→ Reading text
* * *

Next, we examined EZH1/2 expression and H3K27me3 levels in liver cancer cells treated with sorafenib. Unexpectedly, Western blotting showed increased H3K27me3 levels and concomitantly decreased phospho-Akt levels (Fig. 4A). However, only minimal changes were observed in the EZH1/2 protein. An increase in levels of cleaved PARP, a marker of apoptosis, was detected in a dose-dependent manner. Since it was possible that sorafenib treatment caused an ubiquitous downregulation of UTX, a demethylase for H3K27, RT-qPCR demonstrated that UTX expression was rather upregulated in a dose-dependent manner (Fig. 4B). It has been reported that Akt phosphorylates EZH2 at serine 21 (Ser21) and inhibits its enzyme activity for H3K27me321. Consistently, immunocytochemical staining analyses using a phospho-specific antibody, revealed that phosphorylation of EZH2 at Ser21 remarkably decreased in HCC cells treated with sorafenib and regorafenib (Fig. 4C), suggesting augmented enzymatic activity of EZH2 upon sorafenib treatment. Concordant with these findings, Western blotting demonstrated that sorafenib treatment resulted in a decrease in phosphorylated levels of EZH2 (Ser21), but not EZH2 at threonine 311 (Thr311) in Huh7 cells in a dose-dependent manner (Fig. 4D). These findings indicate that phosphorylation of EZH2 might occur in a site-specific manner.

* * *

→ Material provided

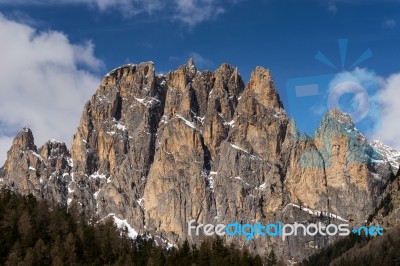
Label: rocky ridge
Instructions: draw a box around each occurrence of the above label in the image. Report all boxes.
[0,60,398,261]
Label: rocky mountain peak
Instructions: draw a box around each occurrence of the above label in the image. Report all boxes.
[12,127,36,151]
[0,59,398,260]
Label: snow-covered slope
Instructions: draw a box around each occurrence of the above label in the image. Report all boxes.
[371,140,400,172]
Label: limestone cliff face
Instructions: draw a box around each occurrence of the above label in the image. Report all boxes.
[0,128,71,204]
[0,61,393,260]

* * *

→ Instructions
1. According to the passage on sorafenib and EZH2, at which site does Akt phosphorylate EZH2?
2. Please resume the passage on sorafenib and EZH2 and continue it from its last sentence.
The records aren't needed here.

→ Expected outputs
1. Serine 21 (Ser21).

2.
Figure 4
figure 4

An increase in H3K27me3 levels caused by sorafenib in liver cancer cells. (A) Cells treated with sorafenib in varying concentration for 48 h were subject to Western blot analyses. The arrow indicates the cleaved form pf PARP. RI was shown as the means of three independent experiments. (B) Real-time PCR analyses of the UTX expression in cells treated with sorafenib for 48 h (Student’s t test, *p < 0.01, **p < 0.05) (C) Immunocytochemical analyses for phospho-EZH2 at serine 21 (Ser21) (red) and DAPI (blue) after treatment of Huh7 cells with sorafenib (5 μM) and regorafenib (5 μM) for 48 h. Scale bar = 50 µm. (D) Cells treated with sorafenib and GSK126 or UNC1999 were subjected to Western blot analyses.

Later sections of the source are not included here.